**GIVEN INFORMATION**:
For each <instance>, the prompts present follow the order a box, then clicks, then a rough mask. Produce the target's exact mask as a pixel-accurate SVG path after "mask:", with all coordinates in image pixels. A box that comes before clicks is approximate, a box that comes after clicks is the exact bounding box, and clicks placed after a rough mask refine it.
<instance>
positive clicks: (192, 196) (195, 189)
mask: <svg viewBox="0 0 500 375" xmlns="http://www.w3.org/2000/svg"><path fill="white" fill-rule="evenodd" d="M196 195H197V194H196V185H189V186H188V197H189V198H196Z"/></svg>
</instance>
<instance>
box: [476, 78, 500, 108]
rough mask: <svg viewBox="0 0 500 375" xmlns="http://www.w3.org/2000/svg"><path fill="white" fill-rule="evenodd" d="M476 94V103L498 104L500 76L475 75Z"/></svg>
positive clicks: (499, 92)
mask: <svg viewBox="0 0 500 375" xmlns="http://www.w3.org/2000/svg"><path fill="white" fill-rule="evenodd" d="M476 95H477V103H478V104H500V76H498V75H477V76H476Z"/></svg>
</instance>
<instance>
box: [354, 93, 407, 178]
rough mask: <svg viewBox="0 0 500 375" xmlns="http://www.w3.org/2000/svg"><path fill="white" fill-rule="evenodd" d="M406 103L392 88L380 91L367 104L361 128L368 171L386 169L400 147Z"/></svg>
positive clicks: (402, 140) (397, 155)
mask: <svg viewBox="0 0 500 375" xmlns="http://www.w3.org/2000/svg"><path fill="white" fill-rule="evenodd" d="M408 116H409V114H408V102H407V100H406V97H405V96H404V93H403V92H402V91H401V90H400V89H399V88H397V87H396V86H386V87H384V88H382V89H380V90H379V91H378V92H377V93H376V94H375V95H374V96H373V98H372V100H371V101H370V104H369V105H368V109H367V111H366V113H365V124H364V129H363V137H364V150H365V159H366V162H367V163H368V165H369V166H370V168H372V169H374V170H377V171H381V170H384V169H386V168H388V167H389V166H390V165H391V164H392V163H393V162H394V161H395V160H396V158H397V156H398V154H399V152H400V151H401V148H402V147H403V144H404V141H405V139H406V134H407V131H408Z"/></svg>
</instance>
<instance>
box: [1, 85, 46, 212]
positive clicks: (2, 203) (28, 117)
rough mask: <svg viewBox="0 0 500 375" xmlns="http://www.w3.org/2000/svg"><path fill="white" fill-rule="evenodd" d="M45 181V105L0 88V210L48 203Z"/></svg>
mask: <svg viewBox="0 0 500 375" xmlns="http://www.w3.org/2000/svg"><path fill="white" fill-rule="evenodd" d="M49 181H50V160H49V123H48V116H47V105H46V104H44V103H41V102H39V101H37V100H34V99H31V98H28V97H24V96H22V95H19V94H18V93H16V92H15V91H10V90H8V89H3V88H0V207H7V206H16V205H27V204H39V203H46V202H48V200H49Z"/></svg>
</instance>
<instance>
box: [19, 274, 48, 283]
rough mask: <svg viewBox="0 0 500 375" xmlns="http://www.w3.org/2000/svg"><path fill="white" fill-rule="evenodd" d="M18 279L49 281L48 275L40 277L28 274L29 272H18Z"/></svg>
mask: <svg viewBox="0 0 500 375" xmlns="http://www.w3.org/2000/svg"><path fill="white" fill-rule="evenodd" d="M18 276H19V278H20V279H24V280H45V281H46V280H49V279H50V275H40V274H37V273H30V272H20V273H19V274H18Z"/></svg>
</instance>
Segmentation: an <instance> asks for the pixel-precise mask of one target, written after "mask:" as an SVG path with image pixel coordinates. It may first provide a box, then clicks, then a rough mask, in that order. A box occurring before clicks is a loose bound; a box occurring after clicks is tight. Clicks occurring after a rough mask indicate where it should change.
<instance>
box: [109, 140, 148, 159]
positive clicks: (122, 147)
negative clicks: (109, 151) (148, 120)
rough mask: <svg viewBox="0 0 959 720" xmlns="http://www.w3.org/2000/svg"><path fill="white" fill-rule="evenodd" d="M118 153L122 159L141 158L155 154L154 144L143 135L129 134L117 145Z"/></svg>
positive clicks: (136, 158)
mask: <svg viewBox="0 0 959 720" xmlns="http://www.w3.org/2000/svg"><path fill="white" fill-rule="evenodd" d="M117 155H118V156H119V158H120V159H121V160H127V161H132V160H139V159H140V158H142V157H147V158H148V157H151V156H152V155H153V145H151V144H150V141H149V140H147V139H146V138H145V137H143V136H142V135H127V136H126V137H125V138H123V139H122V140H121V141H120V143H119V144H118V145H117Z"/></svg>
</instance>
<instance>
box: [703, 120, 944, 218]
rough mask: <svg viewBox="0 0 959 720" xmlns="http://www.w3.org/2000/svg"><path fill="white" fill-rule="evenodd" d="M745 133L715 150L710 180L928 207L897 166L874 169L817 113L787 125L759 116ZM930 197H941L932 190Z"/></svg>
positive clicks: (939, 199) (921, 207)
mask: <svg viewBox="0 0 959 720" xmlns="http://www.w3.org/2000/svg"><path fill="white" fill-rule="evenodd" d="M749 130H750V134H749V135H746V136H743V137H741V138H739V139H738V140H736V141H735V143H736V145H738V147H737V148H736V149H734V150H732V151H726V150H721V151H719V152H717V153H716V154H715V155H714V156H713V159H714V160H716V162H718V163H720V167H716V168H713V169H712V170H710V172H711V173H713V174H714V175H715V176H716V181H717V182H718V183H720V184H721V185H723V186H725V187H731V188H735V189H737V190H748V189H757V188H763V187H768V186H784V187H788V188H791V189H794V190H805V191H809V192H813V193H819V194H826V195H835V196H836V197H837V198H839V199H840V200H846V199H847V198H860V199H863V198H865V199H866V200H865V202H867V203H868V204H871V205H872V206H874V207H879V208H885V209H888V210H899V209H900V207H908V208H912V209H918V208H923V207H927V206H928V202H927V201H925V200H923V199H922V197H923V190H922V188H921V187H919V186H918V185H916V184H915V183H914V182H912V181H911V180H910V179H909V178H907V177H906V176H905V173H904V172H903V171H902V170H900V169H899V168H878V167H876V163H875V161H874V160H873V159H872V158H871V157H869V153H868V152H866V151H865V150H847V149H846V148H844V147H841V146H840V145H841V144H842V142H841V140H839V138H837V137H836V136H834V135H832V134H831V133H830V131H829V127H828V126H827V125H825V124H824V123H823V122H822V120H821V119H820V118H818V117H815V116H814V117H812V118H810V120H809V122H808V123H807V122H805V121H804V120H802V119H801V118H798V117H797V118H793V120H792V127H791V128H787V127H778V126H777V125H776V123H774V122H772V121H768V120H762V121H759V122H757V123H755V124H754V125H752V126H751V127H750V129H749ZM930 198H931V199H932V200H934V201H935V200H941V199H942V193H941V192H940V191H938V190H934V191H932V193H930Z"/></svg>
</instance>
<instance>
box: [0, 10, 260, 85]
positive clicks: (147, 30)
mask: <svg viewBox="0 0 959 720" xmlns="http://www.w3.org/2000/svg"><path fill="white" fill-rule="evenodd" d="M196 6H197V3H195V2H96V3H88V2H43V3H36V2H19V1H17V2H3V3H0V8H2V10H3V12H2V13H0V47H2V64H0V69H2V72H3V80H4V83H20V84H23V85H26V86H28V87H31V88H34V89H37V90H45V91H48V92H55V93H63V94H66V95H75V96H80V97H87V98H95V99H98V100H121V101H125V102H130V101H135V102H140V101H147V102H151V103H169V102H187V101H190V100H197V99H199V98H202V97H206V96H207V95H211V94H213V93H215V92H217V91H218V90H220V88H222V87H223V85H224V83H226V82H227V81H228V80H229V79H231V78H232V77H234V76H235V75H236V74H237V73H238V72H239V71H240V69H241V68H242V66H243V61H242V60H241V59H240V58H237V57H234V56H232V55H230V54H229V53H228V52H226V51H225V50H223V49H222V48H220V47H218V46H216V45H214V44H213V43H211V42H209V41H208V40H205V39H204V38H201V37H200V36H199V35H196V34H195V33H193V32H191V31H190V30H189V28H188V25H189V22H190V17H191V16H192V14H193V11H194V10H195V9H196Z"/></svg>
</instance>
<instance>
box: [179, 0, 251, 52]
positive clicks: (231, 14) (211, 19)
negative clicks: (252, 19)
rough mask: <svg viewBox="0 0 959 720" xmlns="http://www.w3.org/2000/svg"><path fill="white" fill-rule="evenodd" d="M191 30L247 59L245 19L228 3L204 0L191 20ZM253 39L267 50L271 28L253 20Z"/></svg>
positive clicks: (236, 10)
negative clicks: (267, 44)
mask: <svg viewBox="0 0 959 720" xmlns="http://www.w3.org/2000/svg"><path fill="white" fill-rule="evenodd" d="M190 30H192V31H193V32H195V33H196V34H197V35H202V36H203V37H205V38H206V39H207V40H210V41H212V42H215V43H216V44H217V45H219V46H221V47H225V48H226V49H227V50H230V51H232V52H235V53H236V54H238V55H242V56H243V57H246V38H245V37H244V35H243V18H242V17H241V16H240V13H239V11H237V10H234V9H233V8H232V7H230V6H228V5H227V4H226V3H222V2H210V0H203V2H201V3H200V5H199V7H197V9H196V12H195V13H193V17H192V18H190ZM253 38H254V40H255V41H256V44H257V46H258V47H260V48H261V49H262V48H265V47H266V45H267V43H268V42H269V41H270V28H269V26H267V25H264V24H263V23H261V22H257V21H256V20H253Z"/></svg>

**YOUR TASK**: How many lines in the items above contain the string "order", counting only matches with the same case? Reply with the number alone.

**EXERCISE ANSWER**: 2